# CHECK YOUR UNDERSTANDING
1. According to the AI diversity excerpt, why are many Facebook researchers co-employed by Facebook AI and an academic institution?
2. Can you copy the AI diversity excerpt word for word, between "Facebook has adopted" and "problems to solve.", inclusive?
3. Which organizations does the AI diversity excerpt say Facebook invests in to contribute to a bigger and broader impact within the community?
====== PAGE EXCERPT
We’ve seen firsthand that progress comes faster when experts with different perspectives are involved from the start. AI should be researched, built, and deployed by a diverse group of people to ensure that technology is inclusive and reflective of the global community, which is why our partnerships with universities and institutions like Georgia Tech are an important step toward making this a reality. This program is part of Facebook’s long-standing effort to drive diversity and inclusion within the field as we continue to support programs like the Align Master’s in Computer Science, which also seeks to expand the pipeline of people pursuing careers in computer science in the United States, and to invest in organizations such as Black in AI, LatinX in AI, and Women in ML to help contribute to a bigger and broader impact within the community. We’ve also collaborated with organizations like the African Institute for Mathematical Sciences, where Facebook funded and continues to support the African Masters of Machine Intelligence program.
Facebook has adopted a host of programs and initiatives designed to build out the pipeline of underrepresented minorities and women going into tech. We recognize that progress comes not just from sharing research and code, however. A key part of driving fairness in AI is increasing the diversity of the people working on and developing technologies too. That’s why we collaborate on papers with different companies, startups, institutions, and universities. Many of our own researchers are co-employed by Facebook AI and an academic institution, so leading experts don’t have to choose between different settings, kinds of impact, or types of problems to solve.
============
====== EXTRACTED RECORDS
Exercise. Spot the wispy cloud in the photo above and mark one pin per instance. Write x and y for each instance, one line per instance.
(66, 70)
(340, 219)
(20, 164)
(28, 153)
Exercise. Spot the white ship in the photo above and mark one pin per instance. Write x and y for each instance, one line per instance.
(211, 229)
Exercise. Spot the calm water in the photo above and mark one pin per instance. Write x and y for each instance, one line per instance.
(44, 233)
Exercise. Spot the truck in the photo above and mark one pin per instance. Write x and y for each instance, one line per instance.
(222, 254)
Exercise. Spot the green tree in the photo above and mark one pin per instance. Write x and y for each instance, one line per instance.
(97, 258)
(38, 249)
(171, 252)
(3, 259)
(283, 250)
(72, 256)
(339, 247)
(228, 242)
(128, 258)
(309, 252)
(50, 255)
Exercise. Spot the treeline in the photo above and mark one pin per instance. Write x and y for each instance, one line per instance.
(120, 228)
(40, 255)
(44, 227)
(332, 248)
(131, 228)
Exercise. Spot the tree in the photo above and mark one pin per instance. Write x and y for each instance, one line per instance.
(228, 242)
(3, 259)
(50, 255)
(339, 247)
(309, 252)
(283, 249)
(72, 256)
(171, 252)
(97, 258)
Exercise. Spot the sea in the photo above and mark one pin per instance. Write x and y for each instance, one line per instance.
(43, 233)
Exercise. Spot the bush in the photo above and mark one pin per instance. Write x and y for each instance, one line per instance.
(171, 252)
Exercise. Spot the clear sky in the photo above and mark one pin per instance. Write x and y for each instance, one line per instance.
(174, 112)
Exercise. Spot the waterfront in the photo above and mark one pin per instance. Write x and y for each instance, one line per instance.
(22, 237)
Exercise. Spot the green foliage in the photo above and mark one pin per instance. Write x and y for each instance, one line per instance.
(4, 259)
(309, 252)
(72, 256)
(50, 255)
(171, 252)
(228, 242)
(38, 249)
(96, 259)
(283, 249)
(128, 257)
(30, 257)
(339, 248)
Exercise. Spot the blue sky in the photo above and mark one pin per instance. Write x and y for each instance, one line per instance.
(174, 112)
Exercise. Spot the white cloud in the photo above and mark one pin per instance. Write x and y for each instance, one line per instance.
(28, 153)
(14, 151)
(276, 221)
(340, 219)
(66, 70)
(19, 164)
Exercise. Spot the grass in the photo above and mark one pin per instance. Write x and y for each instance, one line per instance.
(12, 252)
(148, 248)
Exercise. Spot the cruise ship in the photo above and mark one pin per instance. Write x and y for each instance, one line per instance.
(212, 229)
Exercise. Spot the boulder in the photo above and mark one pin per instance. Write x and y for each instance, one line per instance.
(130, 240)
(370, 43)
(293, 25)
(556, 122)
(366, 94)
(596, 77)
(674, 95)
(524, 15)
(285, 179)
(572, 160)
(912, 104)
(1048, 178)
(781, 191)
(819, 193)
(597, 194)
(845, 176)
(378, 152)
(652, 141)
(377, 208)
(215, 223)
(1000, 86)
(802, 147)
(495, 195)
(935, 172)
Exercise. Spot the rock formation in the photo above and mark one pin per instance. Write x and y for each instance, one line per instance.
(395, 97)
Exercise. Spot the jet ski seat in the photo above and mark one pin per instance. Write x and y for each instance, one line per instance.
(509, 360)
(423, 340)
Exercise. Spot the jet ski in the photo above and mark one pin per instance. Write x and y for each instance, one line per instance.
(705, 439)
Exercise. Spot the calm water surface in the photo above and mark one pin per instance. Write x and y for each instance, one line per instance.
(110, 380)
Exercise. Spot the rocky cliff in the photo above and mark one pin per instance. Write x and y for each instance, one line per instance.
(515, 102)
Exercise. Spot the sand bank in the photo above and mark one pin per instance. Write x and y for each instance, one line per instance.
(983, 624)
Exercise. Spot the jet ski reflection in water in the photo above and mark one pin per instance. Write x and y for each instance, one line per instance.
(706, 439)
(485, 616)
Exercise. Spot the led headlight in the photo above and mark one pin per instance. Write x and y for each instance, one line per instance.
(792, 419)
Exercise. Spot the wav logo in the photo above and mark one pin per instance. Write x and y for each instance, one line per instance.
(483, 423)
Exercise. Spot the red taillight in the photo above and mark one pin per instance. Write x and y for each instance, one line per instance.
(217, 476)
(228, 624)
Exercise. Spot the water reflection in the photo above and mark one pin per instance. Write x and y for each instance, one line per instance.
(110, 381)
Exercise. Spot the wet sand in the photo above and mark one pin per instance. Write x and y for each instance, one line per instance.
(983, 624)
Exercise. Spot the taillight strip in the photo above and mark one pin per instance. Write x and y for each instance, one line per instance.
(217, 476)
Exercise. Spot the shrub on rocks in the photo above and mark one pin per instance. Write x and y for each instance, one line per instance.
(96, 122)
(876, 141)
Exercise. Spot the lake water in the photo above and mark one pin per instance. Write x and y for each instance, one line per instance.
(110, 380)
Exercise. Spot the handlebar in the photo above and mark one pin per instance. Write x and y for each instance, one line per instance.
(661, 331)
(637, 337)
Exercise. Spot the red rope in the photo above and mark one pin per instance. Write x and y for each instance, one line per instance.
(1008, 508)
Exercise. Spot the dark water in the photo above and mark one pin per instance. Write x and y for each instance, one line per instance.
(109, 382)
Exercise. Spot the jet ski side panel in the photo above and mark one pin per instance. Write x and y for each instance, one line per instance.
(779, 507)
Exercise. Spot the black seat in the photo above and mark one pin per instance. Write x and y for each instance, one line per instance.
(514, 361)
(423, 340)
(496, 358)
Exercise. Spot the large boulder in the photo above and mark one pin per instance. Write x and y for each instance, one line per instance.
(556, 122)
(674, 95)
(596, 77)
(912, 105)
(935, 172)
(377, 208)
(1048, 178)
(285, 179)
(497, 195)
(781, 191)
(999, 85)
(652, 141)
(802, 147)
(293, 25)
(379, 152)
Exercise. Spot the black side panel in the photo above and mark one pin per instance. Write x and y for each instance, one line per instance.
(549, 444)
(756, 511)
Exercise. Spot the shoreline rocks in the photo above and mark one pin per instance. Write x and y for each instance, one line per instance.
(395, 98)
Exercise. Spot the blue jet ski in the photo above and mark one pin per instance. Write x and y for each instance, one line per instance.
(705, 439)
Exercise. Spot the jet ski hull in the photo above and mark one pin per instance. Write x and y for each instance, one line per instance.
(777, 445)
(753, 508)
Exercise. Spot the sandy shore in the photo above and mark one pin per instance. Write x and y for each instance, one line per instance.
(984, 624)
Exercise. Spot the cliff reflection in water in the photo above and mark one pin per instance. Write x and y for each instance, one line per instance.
============
# WRITTEN RESPONSES
1. Co-employment means leading experts don't have to choose between different settings, kinds of impact, or types of problems to solve.

2.
Facebook has adopted a host of programs and initiatives designed to build out the pipeline of underrepresented minorities and women going into tech. We recognize that progress comes not just from sharing research and code, however. A key part of driving fairness in AI is increasing the diversity of the people working on and developing technologies too. That’s why we collaborate on papers with different companies, startups, institutions, and universities. Many of our own researchers are co-employed by Facebook AI and an academic institution, so leading experts don’t have to choose between different settings, kinds of impact, or types of problems to solve.

3.
- Black in AI
- LatinX in AI
- Women in ML